▶ _Excerpted records_
——————————

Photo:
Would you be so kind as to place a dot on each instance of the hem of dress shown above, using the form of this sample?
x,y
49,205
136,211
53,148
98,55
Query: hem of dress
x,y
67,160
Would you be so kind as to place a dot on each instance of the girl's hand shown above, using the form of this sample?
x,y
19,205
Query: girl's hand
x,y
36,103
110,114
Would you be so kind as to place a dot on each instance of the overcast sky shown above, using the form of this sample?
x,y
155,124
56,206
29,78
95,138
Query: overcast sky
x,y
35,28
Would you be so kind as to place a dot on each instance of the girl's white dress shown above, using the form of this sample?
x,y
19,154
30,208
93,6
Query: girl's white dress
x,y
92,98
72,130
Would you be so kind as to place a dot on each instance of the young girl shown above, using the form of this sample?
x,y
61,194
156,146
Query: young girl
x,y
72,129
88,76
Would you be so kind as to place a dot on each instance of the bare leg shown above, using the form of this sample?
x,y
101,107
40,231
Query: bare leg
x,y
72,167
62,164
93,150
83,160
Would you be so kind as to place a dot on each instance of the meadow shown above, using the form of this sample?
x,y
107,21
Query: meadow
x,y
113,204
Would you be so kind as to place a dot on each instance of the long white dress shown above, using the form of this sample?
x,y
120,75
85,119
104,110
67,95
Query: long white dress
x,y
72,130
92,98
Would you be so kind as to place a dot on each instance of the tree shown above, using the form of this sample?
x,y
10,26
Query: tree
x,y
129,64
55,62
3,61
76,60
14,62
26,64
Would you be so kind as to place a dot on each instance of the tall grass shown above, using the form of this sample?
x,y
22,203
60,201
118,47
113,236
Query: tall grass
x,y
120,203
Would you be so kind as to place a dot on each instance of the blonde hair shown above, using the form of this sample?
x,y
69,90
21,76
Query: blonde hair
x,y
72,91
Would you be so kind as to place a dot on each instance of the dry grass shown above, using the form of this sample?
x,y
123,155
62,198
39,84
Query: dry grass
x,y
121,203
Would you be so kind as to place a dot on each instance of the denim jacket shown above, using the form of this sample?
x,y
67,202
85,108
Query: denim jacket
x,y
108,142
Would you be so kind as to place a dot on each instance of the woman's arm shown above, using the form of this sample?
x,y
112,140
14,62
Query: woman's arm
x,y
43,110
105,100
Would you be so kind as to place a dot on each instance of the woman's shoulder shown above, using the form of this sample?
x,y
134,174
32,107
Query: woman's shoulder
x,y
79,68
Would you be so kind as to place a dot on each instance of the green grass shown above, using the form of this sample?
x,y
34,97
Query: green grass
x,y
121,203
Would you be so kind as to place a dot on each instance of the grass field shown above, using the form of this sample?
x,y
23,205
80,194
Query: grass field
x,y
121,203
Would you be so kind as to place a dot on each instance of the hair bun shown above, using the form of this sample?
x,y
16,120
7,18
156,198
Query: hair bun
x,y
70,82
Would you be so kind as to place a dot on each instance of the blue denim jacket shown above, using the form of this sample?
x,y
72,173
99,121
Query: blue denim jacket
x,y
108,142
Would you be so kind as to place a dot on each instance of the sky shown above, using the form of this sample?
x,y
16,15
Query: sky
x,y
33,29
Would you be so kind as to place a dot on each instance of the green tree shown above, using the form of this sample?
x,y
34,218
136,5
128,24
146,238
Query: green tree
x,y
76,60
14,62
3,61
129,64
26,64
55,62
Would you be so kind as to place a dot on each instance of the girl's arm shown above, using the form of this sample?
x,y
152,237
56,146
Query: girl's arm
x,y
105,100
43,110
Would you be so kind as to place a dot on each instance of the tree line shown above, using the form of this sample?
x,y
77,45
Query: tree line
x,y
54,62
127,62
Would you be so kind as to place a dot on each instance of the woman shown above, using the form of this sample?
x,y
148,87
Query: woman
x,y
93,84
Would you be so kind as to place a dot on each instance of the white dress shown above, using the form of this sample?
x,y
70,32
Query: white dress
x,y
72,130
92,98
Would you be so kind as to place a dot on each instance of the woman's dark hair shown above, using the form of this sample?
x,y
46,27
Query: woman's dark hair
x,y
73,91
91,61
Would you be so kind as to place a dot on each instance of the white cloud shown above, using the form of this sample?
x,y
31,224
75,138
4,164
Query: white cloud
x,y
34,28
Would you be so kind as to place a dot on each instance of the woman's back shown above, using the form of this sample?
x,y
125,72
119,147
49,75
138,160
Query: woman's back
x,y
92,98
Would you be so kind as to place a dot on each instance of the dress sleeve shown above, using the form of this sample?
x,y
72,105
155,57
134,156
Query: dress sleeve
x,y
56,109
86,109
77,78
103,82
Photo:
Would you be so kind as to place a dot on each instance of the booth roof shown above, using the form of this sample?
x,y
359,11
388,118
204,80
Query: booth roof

——————————

Please restate the whole listing word for word.

▶ _The response_
Photo:
Would you be so kind as to place a dot on each instance of the hem of dress shown above, using the form of this sample?
x,y
49,205
136,211
53,148
98,55
Query: hem of dress
x,y
67,160
Would you be so kind as to place a dot on each instance of the girl's hand shown above, using the form of this sample?
x,y
19,205
Query: girl's hand
x,y
36,103
110,114
Would you be so kind as to place a dot on each instance of the overcast sky shown above, using the form of this sample?
x,y
155,124
56,206
29,78
95,138
Query: overcast sky
x,y
35,28
Would you be so kind as to place a dot on each instance of the girl's white dress shown above, using the form of this sample?
x,y
19,154
30,208
93,6
Query: girl's white dress
x,y
92,98
72,130
Would you be so kind as to place a dot on each instance of the young girl shown above, using the form of this sample?
x,y
61,194
156,146
Query: young girl
x,y
72,129
88,76
Would you be so kind as to place a dot on each instance of the bare leg shown above, using the form of this sample?
x,y
101,107
40,231
Query: bare leg
x,y
72,167
62,164
93,150
83,160
Would you be so kind as to place a dot on each instance of the meadow shown above, using the form of this sample?
x,y
107,21
Query: meadow
x,y
113,204
Would you be so kind as to place a dot on each instance of the long white dress shown above, using the form of this sample?
x,y
120,75
85,119
104,110
67,95
Query: long white dress
x,y
72,130
92,98
Would you be so kind as to place a dot on each instance of the tree shown above, using the form of this sample?
x,y
10,26
Query: tree
x,y
129,64
55,62
3,61
76,60
14,62
26,64
Would you be so kind as to place a dot on each instance of the tall grass shown above, using the form of this sample?
x,y
22,203
60,201
118,47
113,236
Query: tall grass
x,y
120,203
Would you be so kind as to place a dot on each instance of the blonde hair shown above, using the form of this sample?
x,y
69,90
21,76
Query: blonde hair
x,y
72,91
Would you be so kind as to place a dot on each instance of the dry grass shown above, using the form of this sample?
x,y
123,155
62,198
39,84
Query: dry grass
x,y
121,203
Would you be so kind as to place a dot on each instance of the denim jacket shown above, using the form of this sample?
x,y
67,202
85,108
Query: denim jacket
x,y
108,142
Would you be so kind as to place a dot on each instance of the woman's arm shown above, using the form of this sample?
x,y
112,140
14,62
Query: woman's arm
x,y
43,110
105,100
Would you be so kind as to place a dot on each instance of the woman's shoulder shown above, using the form of this sample?
x,y
134,174
32,107
Query: woman's shoulder
x,y
79,68
Would you be so kind as to place a dot on each instance of the green grass shown above, using the form of this sample?
x,y
34,97
Query: green grass
x,y
121,203
Would you be so kind as to place a dot on each instance of the grass field shown above, using the form of this sample?
x,y
23,205
80,194
Query: grass field
x,y
121,203
Would you be so kind as to place a dot on each instance of the hair bun shown above, using the form of this sample?
x,y
16,120
7,18
156,198
Query: hair bun
x,y
70,82
Would you be so kind as to place a dot on each instance of the blue denim jacket shown above, using the form of this sample?
x,y
72,173
99,121
Query: blue denim jacket
x,y
108,142
Would you be so kind as to place a dot on each instance of the sky shown above, using the form of this sample?
x,y
16,15
Query: sky
x,y
33,29
Would you be so kind as to place a dot on each instance of the green tree shown above, using the form of this sample?
x,y
34,218
136,5
128,24
146,238
Query: green tree
x,y
76,60
14,62
3,61
129,64
26,64
55,62
Would you be so kind as to place a dot on each instance of the girl's arm shown above, using the form of this sample?
x,y
152,237
56,146
Query: girl's arm
x,y
105,100
43,110
Would you be so kind as to place a dot on each instance of the tree line shown above, using the form of this sample?
x,y
77,45
Query: tree line
x,y
54,62
127,62
Would you be so kind as to place a dot on each instance of the woman shown above, using the form of this sample?
x,y
148,87
Query: woman
x,y
93,84
Would you be so kind as to place a dot on each instance of the white dress shown above, using the form of this sample?
x,y
70,32
Query: white dress
x,y
72,130
92,98
Would you be so kind as to place a dot on each instance of the woman's dark hair shown above, using the form of this sample?
x,y
46,27
Query: woman's dark hair
x,y
73,91
91,61
Would you be so kind as to place a dot on each instance of the white cloud shown above, using the form of this sample?
x,y
31,224
75,138
4,164
Query: white cloud
x,y
34,28
Would you be so kind as to place a dot on each instance of the woman's back shown above, using the form of this sample?
x,y
125,72
119,147
49,75
138,160
Query: woman's back
x,y
92,98
Would you be so kind as to place a dot on each instance of the dress sleeve shown above, using the form of this sample?
x,y
72,105
155,57
134,156
Query: dress sleeve
x,y
56,109
86,109
77,78
103,82
Photo:
Would you be so kind as to place a dot on each instance of the booth roof shown above, using the form of this sample?
x,y
359,11
388,118
204,80
Query: booth roof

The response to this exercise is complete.